■ **Exercise goal**:
Look below for the line that contains "box: [53, 73, 102, 111]" and the line that contains "223L35 407L258 412L256", then restate both of them and every line in between, exactly. No picture goes in the copy.

Data records

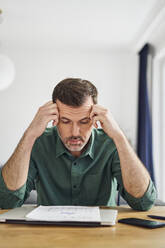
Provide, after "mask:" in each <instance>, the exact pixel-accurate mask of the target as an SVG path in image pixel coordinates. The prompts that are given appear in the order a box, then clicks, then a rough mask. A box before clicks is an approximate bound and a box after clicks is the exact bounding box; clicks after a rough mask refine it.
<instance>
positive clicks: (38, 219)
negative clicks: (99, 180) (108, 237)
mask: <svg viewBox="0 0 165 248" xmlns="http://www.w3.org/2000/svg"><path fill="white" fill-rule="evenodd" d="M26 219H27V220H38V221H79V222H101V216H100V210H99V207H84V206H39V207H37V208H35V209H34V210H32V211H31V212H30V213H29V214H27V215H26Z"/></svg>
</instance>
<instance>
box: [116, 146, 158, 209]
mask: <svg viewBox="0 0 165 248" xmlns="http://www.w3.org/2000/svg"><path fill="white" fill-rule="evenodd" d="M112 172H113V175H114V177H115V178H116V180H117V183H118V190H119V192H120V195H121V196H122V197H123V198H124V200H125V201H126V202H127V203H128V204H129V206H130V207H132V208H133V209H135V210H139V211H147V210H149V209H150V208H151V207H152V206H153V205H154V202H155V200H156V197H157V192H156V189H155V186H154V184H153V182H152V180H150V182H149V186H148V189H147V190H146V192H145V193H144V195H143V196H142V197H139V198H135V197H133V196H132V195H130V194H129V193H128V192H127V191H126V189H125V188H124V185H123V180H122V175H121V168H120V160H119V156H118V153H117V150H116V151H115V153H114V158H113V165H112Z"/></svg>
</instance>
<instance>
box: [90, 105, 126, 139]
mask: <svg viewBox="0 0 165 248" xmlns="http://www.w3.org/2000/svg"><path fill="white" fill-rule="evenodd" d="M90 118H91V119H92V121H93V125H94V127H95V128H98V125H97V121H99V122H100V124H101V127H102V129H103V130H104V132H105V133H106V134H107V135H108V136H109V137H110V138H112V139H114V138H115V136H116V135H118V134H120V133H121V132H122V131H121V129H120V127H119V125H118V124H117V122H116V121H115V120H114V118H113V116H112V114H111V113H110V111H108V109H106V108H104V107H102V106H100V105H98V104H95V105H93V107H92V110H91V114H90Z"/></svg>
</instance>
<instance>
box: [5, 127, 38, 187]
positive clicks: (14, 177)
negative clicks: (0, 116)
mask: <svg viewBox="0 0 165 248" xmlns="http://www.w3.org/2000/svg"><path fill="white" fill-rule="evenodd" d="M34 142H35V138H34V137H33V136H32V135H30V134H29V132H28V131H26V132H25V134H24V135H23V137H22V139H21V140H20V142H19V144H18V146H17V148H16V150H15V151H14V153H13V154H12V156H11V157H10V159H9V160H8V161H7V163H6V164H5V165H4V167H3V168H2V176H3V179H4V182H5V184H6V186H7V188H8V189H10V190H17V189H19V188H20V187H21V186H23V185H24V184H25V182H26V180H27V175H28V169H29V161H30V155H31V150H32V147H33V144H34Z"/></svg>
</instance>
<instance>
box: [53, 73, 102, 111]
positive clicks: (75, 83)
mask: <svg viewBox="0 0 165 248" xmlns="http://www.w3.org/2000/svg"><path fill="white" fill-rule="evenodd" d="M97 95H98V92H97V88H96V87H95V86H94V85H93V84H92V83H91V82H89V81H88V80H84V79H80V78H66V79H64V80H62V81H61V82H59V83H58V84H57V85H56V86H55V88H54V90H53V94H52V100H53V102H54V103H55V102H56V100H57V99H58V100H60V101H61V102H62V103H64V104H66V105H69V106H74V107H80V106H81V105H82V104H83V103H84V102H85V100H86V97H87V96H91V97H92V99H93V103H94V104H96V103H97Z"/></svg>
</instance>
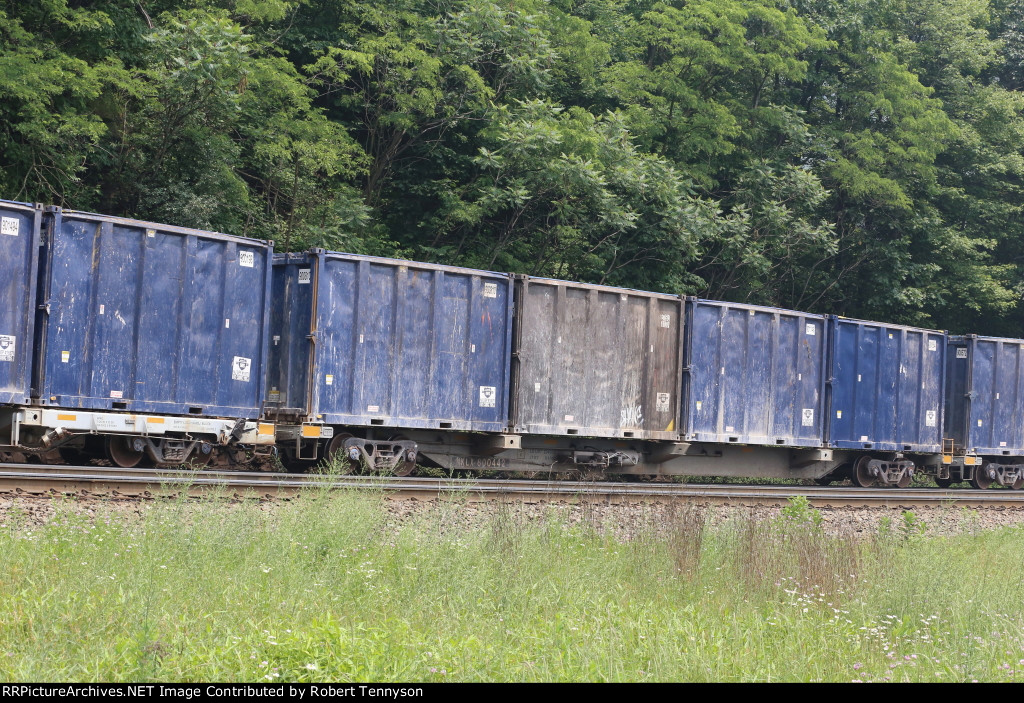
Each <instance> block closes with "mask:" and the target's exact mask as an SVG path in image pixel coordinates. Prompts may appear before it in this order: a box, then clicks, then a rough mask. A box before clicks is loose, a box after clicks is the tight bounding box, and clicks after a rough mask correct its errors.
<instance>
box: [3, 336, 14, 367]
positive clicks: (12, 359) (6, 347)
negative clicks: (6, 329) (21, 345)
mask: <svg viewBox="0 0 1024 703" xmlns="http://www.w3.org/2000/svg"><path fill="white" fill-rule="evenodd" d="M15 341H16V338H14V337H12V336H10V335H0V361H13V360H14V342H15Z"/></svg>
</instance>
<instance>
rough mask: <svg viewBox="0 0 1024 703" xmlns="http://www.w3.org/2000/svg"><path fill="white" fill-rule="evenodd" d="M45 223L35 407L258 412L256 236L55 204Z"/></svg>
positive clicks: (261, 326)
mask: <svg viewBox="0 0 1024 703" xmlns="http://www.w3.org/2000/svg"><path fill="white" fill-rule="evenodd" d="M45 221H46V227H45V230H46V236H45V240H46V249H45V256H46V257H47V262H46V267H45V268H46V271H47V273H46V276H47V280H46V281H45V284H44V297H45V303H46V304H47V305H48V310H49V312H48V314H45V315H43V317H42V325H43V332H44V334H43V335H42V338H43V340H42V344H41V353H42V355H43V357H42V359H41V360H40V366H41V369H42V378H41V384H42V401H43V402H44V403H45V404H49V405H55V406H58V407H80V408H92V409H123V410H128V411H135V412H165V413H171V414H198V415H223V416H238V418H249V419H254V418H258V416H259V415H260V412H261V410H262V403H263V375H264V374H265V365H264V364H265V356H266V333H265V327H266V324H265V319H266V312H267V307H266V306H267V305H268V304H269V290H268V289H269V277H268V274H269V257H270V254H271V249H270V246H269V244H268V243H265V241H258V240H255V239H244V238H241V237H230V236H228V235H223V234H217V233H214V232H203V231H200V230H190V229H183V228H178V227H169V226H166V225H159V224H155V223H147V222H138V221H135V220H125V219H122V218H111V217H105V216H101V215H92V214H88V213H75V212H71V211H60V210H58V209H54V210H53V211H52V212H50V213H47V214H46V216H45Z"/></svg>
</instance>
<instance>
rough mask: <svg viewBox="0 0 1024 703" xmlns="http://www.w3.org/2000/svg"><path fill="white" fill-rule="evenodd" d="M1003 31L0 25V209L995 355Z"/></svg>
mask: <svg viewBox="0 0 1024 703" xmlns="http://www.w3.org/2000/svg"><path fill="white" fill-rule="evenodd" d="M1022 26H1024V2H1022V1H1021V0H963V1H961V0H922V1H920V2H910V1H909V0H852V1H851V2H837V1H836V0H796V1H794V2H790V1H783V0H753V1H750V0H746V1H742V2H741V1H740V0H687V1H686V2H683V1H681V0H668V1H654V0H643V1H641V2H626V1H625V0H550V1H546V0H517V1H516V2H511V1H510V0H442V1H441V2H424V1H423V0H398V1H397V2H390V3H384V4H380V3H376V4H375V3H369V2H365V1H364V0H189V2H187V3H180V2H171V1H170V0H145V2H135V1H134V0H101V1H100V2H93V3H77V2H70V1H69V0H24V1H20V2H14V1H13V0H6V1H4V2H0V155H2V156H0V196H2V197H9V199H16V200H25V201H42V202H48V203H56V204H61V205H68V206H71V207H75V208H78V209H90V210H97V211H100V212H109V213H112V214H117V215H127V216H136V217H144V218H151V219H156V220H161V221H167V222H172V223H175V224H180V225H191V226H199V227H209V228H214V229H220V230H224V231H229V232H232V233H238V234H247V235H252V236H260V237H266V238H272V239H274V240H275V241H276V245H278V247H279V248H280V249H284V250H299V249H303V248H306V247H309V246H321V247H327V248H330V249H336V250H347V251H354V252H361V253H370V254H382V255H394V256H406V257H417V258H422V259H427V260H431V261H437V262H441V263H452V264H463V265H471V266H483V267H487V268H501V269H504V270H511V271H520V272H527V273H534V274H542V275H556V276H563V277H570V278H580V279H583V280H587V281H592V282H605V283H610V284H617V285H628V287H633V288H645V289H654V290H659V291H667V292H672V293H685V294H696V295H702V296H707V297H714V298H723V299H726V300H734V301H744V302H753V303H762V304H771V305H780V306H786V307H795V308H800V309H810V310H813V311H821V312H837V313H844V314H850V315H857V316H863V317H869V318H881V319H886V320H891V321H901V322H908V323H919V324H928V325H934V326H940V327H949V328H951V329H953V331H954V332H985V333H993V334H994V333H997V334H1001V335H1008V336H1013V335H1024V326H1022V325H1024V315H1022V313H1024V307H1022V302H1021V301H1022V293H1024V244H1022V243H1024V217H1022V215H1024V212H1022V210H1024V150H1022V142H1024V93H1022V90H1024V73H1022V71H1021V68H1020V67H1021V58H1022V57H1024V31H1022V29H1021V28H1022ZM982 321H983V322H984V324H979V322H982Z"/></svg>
...
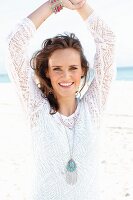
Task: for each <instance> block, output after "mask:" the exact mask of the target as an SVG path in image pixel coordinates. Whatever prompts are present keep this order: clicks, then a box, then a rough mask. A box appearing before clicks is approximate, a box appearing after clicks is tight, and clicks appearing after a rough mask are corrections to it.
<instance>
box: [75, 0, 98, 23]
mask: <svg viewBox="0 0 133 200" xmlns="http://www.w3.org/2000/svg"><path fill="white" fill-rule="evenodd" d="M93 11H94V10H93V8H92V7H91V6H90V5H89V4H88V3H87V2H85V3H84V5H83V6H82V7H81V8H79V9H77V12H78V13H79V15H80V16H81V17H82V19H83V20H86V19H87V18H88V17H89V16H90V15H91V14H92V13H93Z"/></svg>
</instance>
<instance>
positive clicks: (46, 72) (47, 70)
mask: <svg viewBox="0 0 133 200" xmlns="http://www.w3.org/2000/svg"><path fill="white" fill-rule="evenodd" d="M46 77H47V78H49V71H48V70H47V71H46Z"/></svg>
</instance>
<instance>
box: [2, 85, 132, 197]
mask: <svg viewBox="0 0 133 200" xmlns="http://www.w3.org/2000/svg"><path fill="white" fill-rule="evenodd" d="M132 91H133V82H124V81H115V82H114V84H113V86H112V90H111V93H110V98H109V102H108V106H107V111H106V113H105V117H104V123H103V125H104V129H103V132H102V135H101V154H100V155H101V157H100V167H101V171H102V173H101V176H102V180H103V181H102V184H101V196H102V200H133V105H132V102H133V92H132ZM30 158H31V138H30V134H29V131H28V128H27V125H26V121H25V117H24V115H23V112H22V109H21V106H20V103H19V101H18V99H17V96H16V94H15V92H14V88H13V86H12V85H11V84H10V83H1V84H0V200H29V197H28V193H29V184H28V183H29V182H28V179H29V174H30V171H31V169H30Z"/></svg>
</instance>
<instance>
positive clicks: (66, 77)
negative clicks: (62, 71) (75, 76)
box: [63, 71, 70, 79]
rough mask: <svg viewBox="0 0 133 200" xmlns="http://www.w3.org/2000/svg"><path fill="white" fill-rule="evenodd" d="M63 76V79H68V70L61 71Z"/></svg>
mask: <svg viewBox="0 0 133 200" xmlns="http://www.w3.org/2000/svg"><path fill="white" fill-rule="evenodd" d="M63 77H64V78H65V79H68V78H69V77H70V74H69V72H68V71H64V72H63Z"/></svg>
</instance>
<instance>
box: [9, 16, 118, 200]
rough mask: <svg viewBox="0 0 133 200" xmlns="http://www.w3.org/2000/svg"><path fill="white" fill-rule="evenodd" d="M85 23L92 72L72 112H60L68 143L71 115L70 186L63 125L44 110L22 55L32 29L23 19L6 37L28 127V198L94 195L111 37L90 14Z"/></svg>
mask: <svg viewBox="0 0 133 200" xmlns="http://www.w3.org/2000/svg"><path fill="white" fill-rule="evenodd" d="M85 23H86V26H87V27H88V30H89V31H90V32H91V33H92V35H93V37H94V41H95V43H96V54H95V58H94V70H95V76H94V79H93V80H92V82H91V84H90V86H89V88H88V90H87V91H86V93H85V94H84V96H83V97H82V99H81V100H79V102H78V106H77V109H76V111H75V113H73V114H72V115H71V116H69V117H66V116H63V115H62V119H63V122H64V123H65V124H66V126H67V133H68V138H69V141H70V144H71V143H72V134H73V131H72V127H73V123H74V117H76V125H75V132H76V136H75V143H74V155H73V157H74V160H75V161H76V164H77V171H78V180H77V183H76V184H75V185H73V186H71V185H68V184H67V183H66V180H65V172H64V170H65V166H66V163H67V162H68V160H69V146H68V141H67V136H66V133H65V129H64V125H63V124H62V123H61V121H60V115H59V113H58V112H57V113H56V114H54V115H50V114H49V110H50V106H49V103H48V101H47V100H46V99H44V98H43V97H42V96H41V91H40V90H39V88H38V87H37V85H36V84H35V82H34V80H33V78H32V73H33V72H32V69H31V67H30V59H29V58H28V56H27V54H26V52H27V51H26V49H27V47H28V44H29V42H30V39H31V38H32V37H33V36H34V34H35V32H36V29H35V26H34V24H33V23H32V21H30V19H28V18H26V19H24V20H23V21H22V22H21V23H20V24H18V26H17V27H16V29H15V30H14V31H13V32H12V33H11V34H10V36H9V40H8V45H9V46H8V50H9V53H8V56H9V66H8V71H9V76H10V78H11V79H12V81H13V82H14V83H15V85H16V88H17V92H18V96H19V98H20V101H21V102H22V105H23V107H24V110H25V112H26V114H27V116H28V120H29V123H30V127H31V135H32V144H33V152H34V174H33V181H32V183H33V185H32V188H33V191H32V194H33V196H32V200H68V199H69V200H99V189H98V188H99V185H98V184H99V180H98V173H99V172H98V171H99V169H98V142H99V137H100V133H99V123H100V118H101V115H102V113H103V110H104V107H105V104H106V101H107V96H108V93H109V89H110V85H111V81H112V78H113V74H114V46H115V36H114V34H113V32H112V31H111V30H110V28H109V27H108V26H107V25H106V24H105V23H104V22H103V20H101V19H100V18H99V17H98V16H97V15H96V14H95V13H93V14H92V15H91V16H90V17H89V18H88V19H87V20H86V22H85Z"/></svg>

■ **Worked solution**:
box: [53, 73, 102, 111]
positive clicks: (75, 83)
mask: <svg viewBox="0 0 165 248" xmlns="http://www.w3.org/2000/svg"><path fill="white" fill-rule="evenodd" d="M97 95H98V92H97V88H96V87H95V86H94V85H93V84H92V83H91V82H89V81H88V80H84V79H80V78H66V79H64V80H62V81H61V82H59V83H58V84H57V85H56V86H55V88H54V90H53V94H52V100H53V102H54V103H55V102H56V100H57V99H58V100H60V101H61V102H62V103H64V104H66V105H69V106H74V107H80V106H81V105H82V104H83V103H84V102H85V100H86V97H87V96H91V97H92V99H93V103H94V104H96V103H97Z"/></svg>
</instance>
Each <instance> block closes with "mask:" and the target's exact mask as an SVG path in image pixel coordinates. Prompts may appear before it in this order: a box, then clicks, then a rough mask. A box before clicks is loose, a box after clicks is the tight bounding box, and clicks after a rough mask correct its errors.
<instance>
box: [3, 336, 14, 367]
positive clicks: (12, 359) (6, 347)
negative clicks: (6, 329) (21, 345)
mask: <svg viewBox="0 0 1024 703" xmlns="http://www.w3.org/2000/svg"><path fill="white" fill-rule="evenodd" d="M15 341H16V338H14V337H12V336H10V335H0V361H13V360H14V342H15Z"/></svg>
</instance>
<instance>
rough mask: <svg viewBox="0 0 1024 703" xmlns="http://www.w3.org/2000/svg"><path fill="white" fill-rule="evenodd" d="M45 223L35 407L258 412L256 236L55 204Z"/></svg>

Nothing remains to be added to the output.